- **WORK TO DO**: Reproduce only the lines starting with the line that contains "patch in this photo." and going on through the end of the data, changing "benchmark" to "evaluation set" and leaving everything else unchanged.

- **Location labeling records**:
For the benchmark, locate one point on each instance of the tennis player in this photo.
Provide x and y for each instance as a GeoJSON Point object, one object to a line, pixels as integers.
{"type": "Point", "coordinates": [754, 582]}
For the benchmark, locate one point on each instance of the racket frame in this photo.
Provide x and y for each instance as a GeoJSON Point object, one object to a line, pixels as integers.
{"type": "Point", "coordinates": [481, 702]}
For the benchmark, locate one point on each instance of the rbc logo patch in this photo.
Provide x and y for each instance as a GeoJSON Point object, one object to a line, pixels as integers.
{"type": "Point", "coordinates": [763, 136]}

- **WORKED SOLUTION**:
For the evaluation set, locate one point on each instance of the rbc logo patch in this photo.
Provide x and y for each instance as a GeoJSON Point object, one object to a line, pixels as integers.
{"type": "Point", "coordinates": [763, 136]}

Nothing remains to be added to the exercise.